--- START ---
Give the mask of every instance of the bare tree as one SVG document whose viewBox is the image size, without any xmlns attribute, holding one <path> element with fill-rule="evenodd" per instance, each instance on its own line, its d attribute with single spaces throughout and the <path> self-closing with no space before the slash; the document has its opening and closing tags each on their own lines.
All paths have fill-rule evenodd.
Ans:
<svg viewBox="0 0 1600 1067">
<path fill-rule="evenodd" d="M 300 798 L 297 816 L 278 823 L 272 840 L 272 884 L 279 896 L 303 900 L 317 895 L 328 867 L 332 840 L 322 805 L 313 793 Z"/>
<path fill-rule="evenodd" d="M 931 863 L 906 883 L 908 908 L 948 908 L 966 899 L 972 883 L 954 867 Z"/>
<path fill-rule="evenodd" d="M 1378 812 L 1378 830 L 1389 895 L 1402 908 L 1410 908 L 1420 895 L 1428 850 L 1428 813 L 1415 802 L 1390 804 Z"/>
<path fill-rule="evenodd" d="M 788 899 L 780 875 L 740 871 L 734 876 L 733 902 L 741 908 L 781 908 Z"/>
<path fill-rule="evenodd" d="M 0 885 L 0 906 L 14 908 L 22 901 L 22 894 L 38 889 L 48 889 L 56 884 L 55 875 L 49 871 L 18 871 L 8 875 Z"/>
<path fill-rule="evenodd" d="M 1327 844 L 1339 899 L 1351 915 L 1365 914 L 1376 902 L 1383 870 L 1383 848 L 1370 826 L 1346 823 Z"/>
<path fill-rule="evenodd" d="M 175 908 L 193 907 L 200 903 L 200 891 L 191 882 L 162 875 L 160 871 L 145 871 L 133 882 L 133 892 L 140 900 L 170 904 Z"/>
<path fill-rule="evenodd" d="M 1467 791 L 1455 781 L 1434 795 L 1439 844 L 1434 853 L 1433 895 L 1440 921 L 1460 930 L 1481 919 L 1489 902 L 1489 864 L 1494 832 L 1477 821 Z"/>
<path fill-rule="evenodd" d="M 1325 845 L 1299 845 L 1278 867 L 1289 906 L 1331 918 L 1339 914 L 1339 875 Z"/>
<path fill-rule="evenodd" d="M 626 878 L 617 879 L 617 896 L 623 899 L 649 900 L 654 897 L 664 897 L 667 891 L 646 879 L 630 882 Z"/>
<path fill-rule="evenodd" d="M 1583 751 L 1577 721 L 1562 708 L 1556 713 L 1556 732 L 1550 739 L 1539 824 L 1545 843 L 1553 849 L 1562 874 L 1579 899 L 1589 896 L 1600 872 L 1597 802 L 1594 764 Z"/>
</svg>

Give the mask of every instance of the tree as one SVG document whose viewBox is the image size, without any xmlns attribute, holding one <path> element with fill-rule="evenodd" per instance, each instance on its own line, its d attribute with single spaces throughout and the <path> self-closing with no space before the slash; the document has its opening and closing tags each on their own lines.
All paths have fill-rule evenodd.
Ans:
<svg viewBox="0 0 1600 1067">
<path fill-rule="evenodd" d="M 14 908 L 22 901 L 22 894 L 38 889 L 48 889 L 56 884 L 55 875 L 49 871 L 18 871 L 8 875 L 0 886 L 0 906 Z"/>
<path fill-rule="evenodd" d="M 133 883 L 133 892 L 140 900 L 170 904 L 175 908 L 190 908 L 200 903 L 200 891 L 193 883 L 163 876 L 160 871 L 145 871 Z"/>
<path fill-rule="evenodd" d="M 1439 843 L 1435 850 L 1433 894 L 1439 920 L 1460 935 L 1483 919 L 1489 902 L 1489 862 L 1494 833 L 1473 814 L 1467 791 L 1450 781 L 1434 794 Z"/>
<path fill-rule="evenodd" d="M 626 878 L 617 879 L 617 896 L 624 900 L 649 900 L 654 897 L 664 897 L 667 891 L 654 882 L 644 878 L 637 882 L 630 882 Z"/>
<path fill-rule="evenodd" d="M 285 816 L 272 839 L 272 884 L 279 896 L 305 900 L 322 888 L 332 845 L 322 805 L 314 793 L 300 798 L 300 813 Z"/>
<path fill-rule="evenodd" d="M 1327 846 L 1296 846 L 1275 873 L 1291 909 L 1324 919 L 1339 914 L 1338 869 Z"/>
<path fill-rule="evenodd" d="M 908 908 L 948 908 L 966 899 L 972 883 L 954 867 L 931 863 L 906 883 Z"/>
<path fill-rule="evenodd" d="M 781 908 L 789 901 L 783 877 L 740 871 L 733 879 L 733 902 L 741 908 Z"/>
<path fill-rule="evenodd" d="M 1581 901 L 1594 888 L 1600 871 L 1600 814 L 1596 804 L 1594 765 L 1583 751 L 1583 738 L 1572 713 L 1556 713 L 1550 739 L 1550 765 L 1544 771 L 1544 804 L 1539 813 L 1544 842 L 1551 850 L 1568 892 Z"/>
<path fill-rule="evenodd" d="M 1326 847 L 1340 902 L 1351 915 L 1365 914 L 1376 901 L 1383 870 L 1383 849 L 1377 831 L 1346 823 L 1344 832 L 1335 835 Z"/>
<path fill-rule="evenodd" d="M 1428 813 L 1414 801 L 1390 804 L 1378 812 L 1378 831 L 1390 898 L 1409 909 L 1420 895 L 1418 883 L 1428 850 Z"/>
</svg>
--- END ---
_WHAT THE TASK ASKS_. Make an exact copy of all the entries above.

_ANSWER TO THE EXERCISE_.
Give the mask of every instance of the bare tree as one SVG document whose viewBox is the image size, without any xmlns attribute, holding one <path> element with fill-rule="evenodd" per instance, each instance on its own line, its d attribute with single spaces throughout and the <path> self-closing with no space before the slash; the document has its opening and closing tags each on their own lines.
All paths have fill-rule evenodd.
Ans:
<svg viewBox="0 0 1600 1067">
<path fill-rule="evenodd" d="M 300 798 L 297 816 L 278 823 L 272 840 L 272 884 L 279 896 L 303 900 L 317 895 L 328 867 L 332 840 L 322 805 L 313 793 Z"/>
<path fill-rule="evenodd" d="M 931 863 L 906 883 L 908 908 L 948 908 L 966 899 L 972 883 L 954 867 Z"/>
<path fill-rule="evenodd" d="M 1378 812 L 1378 830 L 1389 895 L 1402 908 L 1410 908 L 1420 895 L 1428 850 L 1428 813 L 1415 802 L 1390 804 Z"/>
<path fill-rule="evenodd" d="M 788 899 L 780 875 L 740 871 L 734 876 L 733 902 L 741 908 L 781 908 Z"/>
<path fill-rule="evenodd" d="M 0 885 L 0 906 L 14 908 L 22 901 L 22 894 L 38 889 L 48 889 L 56 884 L 55 875 L 49 871 L 18 871 L 8 875 Z"/>
<path fill-rule="evenodd" d="M 1327 844 L 1339 899 L 1351 915 L 1365 914 L 1376 902 L 1383 870 L 1383 848 L 1370 826 L 1346 823 Z"/>
<path fill-rule="evenodd" d="M 175 908 L 193 907 L 200 903 L 200 891 L 191 882 L 162 875 L 160 871 L 145 871 L 133 882 L 133 892 L 140 900 L 170 904 Z"/>
<path fill-rule="evenodd" d="M 1467 791 L 1455 781 L 1434 795 L 1439 844 L 1434 853 L 1433 895 L 1440 921 L 1460 930 L 1481 919 L 1489 902 L 1489 864 L 1494 832 L 1477 821 Z"/>
<path fill-rule="evenodd" d="M 1325 845 L 1299 845 L 1278 867 L 1289 906 L 1331 918 L 1339 914 L 1339 875 Z"/>
<path fill-rule="evenodd" d="M 626 878 L 617 879 L 617 896 L 623 899 L 649 900 L 654 897 L 664 897 L 667 891 L 646 879 L 630 882 Z"/>
<path fill-rule="evenodd" d="M 1583 751 L 1577 721 L 1562 708 L 1556 713 L 1556 732 L 1550 739 L 1539 824 L 1545 843 L 1553 849 L 1562 874 L 1579 899 L 1589 896 L 1600 872 L 1597 802 L 1594 764 Z"/>
</svg>

Give the mask of every instance of the tree as one SVG document whose viewBox is the image size, without any xmlns attribute, holding one <path> element with fill-rule="evenodd" per instance, each instance on its own line, its d attribute with single spaces throughout and the <path> self-closing with no space before the slash; the document has its opening and closing tags each on their own lines.
All paths have fill-rule evenodd.
Ans:
<svg viewBox="0 0 1600 1067">
<path fill-rule="evenodd" d="M 14 908 L 22 901 L 22 894 L 38 889 L 48 889 L 56 884 L 55 875 L 49 871 L 18 871 L 8 875 L 0 886 L 0 906 Z"/>
<path fill-rule="evenodd" d="M 133 883 L 133 892 L 140 900 L 170 904 L 175 908 L 190 908 L 200 903 L 200 891 L 193 883 L 163 876 L 160 871 L 145 871 Z"/>
<path fill-rule="evenodd" d="M 1439 843 L 1435 850 L 1433 894 L 1439 920 L 1460 935 L 1483 919 L 1489 902 L 1489 862 L 1494 833 L 1473 814 L 1467 791 L 1450 781 L 1434 794 Z"/>
<path fill-rule="evenodd" d="M 626 878 L 617 879 L 617 896 L 624 900 L 649 900 L 654 897 L 664 897 L 667 891 L 654 882 L 644 878 L 637 882 L 630 882 Z"/>
<path fill-rule="evenodd" d="M 285 816 L 272 839 L 272 884 L 279 896 L 305 900 L 322 888 L 332 845 L 322 805 L 314 793 L 300 798 L 300 813 Z"/>
<path fill-rule="evenodd" d="M 1327 846 L 1296 846 L 1275 873 L 1291 909 L 1324 919 L 1339 914 L 1338 869 Z"/>
<path fill-rule="evenodd" d="M 908 908 L 948 908 L 966 899 L 972 883 L 954 867 L 931 863 L 906 883 Z"/>
<path fill-rule="evenodd" d="M 781 908 L 789 901 L 783 877 L 740 871 L 733 879 L 733 902 L 741 908 Z"/>
<path fill-rule="evenodd" d="M 1581 901 L 1594 888 L 1600 871 L 1600 814 L 1596 804 L 1594 765 L 1583 751 L 1583 738 L 1572 713 L 1556 713 L 1550 739 L 1550 765 L 1544 771 L 1544 804 L 1539 813 L 1544 842 L 1551 850 L 1568 892 Z"/>
<path fill-rule="evenodd" d="M 1326 847 L 1340 902 L 1351 915 L 1365 914 L 1376 901 L 1383 870 L 1383 849 L 1377 831 L 1346 823 L 1344 832 L 1335 835 Z"/>
<path fill-rule="evenodd" d="M 1428 813 L 1414 801 L 1390 804 L 1378 812 L 1378 831 L 1390 898 L 1409 909 L 1420 895 L 1418 883 L 1428 850 Z"/>
</svg>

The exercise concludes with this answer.